Pokazany tekst:
____________________

Będziecie brali krew od dawcy czy z banku? Gdyby z banku i nie mieliby na stanie to warto uderzyć z prośbą do hodowcow ras u których ta grupa często występuje.
Ale mam nadzieję że będą mieli w banku bo przy silnych niedokrwistosciach autoimmunologicznych krew poddana procesowi konserwowania podobno daje mniejsze ryzyko wstrząsu.
Nie wiem ile w tym prawdy ale gdy raz Czarna miała kryzys straszny a bank krwi swiecil pustkami to choć miałam dawcę to żaden z wetow doswiadczonych w podawaniu krwi nie chciał zrobić transfuzji z kota do kota tłumacząc sie zwiekszonym ryzykiem wstrzasu.
Musieliśmy czekać aż bank dawcę wyssie, krew podda całej procedurze, schlodzi i przywiezie.
A kot z hematokrytem 6 %, bez białych krwinek i płytek.
Mąż mój śmiał na 5 dni z synem wyjechać
U niej najgorsze jest to ze kryzys przychodzi nagle. Jednego dnia lata i jest różowa a następnego jazda.
W dodatku mamy juz szlabany na transfuzje.
Dlatego szczególnie łączę sie w bólu
To trudne w diagnostyce i leczeniu choroby
Ale wierzę że uda się Wam postawić diagnozę i nad chorobą zapanować.

____________________

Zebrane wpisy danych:

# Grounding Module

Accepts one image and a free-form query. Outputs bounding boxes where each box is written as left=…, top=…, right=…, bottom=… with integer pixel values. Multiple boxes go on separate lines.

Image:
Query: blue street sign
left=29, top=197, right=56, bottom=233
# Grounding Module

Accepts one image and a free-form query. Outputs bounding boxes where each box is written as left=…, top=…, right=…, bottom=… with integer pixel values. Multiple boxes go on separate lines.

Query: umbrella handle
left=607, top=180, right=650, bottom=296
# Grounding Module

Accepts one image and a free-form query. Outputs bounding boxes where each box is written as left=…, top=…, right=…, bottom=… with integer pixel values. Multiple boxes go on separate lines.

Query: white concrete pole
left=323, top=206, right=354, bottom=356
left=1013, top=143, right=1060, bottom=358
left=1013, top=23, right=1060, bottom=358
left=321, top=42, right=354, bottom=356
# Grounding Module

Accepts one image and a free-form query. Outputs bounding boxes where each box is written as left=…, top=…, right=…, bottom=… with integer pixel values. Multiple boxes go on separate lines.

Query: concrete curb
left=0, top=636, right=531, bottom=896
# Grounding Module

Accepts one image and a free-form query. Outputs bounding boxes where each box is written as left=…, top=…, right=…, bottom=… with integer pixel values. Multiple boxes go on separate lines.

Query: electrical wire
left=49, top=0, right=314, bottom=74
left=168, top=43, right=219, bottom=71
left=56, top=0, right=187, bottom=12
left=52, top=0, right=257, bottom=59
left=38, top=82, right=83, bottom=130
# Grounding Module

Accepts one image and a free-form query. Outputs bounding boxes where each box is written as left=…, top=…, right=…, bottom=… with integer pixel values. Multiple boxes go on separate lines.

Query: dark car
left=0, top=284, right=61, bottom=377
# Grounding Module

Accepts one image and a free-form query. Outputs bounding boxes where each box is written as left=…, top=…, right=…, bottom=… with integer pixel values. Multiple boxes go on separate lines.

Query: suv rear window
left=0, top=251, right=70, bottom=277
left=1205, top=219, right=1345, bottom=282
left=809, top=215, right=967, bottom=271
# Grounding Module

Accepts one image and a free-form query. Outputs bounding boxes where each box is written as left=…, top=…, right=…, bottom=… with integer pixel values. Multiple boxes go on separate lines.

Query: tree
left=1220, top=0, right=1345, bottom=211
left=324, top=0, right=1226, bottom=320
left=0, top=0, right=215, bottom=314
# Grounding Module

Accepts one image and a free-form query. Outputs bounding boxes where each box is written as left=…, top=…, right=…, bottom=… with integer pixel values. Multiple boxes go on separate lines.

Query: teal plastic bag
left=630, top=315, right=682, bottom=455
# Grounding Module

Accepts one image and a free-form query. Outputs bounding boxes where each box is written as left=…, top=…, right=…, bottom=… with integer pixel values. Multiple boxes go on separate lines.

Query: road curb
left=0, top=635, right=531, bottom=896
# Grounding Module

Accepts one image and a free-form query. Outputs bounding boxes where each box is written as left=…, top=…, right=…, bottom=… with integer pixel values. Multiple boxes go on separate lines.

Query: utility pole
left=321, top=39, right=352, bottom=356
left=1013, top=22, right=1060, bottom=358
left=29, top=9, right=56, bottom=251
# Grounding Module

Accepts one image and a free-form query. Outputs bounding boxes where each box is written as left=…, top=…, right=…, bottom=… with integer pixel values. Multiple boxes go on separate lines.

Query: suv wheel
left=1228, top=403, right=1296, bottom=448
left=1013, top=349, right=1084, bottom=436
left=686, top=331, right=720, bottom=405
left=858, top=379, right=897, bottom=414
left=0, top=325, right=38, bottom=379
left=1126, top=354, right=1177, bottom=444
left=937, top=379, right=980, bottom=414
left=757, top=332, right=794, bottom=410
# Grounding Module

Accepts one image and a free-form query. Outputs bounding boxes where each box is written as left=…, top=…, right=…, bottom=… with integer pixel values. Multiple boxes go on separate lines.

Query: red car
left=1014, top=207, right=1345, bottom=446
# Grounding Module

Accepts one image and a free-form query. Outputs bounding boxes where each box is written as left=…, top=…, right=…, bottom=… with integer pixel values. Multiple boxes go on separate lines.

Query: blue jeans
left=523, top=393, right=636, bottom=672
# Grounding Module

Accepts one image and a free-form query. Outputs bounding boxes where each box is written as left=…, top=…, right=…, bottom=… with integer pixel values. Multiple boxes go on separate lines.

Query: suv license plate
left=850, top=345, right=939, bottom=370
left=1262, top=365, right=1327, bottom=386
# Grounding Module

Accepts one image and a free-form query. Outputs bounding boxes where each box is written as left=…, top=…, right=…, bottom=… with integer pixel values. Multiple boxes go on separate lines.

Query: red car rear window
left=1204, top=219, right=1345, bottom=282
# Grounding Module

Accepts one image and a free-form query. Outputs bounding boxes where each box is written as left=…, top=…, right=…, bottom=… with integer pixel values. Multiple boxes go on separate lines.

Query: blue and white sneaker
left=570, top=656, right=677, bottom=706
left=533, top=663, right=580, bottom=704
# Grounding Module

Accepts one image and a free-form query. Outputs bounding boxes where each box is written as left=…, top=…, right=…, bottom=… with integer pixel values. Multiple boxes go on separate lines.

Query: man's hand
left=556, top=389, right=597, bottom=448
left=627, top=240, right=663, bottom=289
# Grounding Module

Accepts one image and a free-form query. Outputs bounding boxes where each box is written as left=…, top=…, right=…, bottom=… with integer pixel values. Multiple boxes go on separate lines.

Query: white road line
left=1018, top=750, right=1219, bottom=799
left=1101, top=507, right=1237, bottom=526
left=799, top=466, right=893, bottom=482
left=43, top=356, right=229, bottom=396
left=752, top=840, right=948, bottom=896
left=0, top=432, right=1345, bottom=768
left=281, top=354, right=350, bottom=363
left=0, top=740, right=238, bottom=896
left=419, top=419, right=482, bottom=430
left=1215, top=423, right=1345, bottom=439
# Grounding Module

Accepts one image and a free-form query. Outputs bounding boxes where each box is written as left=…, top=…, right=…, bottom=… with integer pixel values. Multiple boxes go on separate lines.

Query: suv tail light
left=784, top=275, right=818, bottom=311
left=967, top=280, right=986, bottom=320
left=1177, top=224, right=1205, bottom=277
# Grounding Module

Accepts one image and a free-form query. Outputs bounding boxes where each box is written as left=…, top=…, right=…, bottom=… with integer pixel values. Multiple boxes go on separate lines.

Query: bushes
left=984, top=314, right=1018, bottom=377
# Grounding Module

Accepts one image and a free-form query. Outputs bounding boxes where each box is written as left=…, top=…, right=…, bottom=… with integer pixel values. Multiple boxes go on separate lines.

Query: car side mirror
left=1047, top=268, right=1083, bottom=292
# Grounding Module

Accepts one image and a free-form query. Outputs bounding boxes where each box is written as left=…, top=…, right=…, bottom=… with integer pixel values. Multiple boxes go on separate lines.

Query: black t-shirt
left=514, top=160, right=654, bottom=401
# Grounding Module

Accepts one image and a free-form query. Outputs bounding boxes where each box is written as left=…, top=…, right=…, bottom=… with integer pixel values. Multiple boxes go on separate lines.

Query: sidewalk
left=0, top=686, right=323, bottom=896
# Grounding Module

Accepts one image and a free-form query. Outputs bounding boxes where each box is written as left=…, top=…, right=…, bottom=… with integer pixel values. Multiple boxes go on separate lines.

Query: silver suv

____________________

Opis zadania:
Jakim powodem weterynarze tłumaczyli odmowę przetoczenia krwi z kota do kota w tekście o transfuzji krwi u kota?

Gotowe zadanie:
Zwiększonym ryzykiem wstrząsu.